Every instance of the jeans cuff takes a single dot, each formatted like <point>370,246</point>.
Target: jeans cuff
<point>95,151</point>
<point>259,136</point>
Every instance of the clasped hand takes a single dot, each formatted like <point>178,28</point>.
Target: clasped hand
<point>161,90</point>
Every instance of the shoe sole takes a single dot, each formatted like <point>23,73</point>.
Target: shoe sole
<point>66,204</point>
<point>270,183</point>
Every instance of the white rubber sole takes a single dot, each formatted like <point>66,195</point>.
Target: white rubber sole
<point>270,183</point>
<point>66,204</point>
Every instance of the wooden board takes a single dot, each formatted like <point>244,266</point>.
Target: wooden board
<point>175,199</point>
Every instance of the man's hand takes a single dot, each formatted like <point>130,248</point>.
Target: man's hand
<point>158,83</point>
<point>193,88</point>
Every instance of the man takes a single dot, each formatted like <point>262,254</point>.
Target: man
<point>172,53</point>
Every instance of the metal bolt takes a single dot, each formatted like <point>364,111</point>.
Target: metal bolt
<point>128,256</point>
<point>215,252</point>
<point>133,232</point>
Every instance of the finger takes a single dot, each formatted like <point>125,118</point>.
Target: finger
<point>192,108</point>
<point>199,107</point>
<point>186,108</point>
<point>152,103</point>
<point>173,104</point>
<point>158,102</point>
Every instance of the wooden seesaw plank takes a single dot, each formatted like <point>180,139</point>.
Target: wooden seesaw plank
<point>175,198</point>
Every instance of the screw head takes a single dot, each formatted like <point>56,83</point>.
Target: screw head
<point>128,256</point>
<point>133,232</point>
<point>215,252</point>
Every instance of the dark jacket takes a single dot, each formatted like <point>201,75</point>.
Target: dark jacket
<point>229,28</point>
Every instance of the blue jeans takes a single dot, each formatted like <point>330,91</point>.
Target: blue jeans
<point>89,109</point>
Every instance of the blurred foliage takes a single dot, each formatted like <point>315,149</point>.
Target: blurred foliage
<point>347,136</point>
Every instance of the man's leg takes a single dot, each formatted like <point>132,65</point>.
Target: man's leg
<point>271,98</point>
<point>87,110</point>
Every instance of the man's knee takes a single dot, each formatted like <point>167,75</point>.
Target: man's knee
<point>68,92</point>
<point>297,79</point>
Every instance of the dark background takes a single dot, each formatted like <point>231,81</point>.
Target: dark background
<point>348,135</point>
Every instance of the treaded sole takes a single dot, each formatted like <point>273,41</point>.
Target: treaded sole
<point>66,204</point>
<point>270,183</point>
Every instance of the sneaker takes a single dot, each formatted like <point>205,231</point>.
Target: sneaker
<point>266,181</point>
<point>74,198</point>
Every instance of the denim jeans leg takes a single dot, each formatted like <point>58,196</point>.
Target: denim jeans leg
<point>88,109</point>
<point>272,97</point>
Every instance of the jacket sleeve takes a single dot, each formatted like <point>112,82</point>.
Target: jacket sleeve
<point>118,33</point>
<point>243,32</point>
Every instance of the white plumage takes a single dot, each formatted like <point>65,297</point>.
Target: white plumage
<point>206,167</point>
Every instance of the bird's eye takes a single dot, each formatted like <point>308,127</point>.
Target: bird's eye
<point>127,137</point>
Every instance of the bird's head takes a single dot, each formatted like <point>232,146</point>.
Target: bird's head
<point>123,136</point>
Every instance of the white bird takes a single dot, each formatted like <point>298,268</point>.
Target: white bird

Given exercise: Rewrite all the records above as a numbered list, one line per entry, leaving out any blank lines.

Answer to this problem:
1. Every instance of the jeans cuff takes a single dot, each formatted like <point>370,246</point>.
2. Target: jeans cuff
3. <point>95,151</point>
4. <point>259,136</point>
5. Every instance of the clasped hand takes a single dot, each formatted like <point>178,28</point>.
6. Target: clasped hand
7. <point>161,90</point>
8. Every instance of the shoe sole takes a single dot, each formatted like <point>23,73</point>.
9. Target: shoe sole
10. <point>66,204</point>
11. <point>270,183</point>
12. Every instance of the white rubber sole takes a single dot, each formatted like <point>66,195</point>.
13. Target: white rubber sole
14. <point>270,183</point>
15. <point>66,204</point>
16. Every instance of the wooden board takes a single dot, each formatted like <point>244,266</point>.
17. Target: wooden board
18. <point>175,199</point>
19. Every instance of the man's hand takes a single dot, each formatted like <point>130,248</point>.
20. Target: man's hand
21. <point>158,83</point>
22. <point>193,88</point>
23. Every instance of the man takes a single dot, each formatted like <point>262,254</point>.
24. Target: man
25. <point>172,53</point>
26. Every instance of the metal bolt takes a single dot, each formatted like <point>364,111</point>.
27. Target: metal bolt
28. <point>128,256</point>
29. <point>215,252</point>
30. <point>133,232</point>
31. Every instance of the finger takes a single dot, each formatted like <point>125,118</point>.
32. Target: finger
33. <point>192,108</point>
34. <point>199,107</point>
35. <point>186,108</point>
36. <point>152,103</point>
37. <point>173,104</point>
38. <point>158,102</point>
39. Every instance of the wooden seesaw plank takes a single dot, each formatted like <point>180,139</point>.
40. Target: wooden seesaw plank
41. <point>175,198</point>
42. Every instance of the screw head takes a single dot, each formatted like <point>56,83</point>.
43. Target: screw head
44. <point>128,256</point>
45. <point>133,232</point>
46. <point>215,252</point>
47. Every instance of the dark jacket takes a single dot, each formatted like <point>201,75</point>.
48. Target: dark jacket
49. <point>229,28</point>
50. Every instance of the blue jeans takes a single dot, each formatted like <point>330,91</point>.
51. Target: blue jeans
52. <point>89,109</point>
53. Every instance of the blurred foliage takes a single dot, each formatted like <point>315,149</point>.
54. Target: blurred foliage
55. <point>347,136</point>
56. Every instance of the man's leg takes a single dot, each formatted like <point>132,65</point>.
57. Target: man's leg
58. <point>271,98</point>
59. <point>87,110</point>
60. Every instance of the man's knee takes a single dot, each formatted like <point>167,75</point>.
61. Target: man's knee
62. <point>68,92</point>
63. <point>297,79</point>
64. Every instance of the dark background takes a single dot, each formatted like <point>231,81</point>.
65. Target: dark background
66. <point>348,135</point>
67. Every instance of the treaded sole takes a single dot, each formatted like <point>273,41</point>.
68. Target: treaded sole
69. <point>66,204</point>
70. <point>270,183</point>
71. Every instance of the sneaker takes a single dot, each formatted like <point>205,231</point>.
72. Target: sneaker
73. <point>266,181</point>
74. <point>74,198</point>
75. Every instance of the denim jeans leg takes a single dot, each formatted like <point>58,196</point>.
76. Target: denim jeans leg
77. <point>88,109</point>
78. <point>272,97</point>
79. Every instance of the jacket sleeve takes a single dot, each formatted like <point>112,82</point>.
80. Target: jacket sleeve
81. <point>118,33</point>
82. <point>243,32</point>
83. Every instance of the white plumage takes a single dot, each formatted like <point>65,297</point>.
84. Target: white plumage
85. <point>206,167</point>
86. Every instance of the bird's eye takes a single dot, each formatted like <point>308,127</point>.
87. Target: bird's eye
88. <point>127,137</point>
89. Every instance of the bird's head takes a single dot, each formatted like <point>232,146</point>.
90. Target: bird's head
91. <point>123,136</point>
92. Every instance of the white bird takes a single dot, each formatted like <point>298,268</point>.
93. Target: white bird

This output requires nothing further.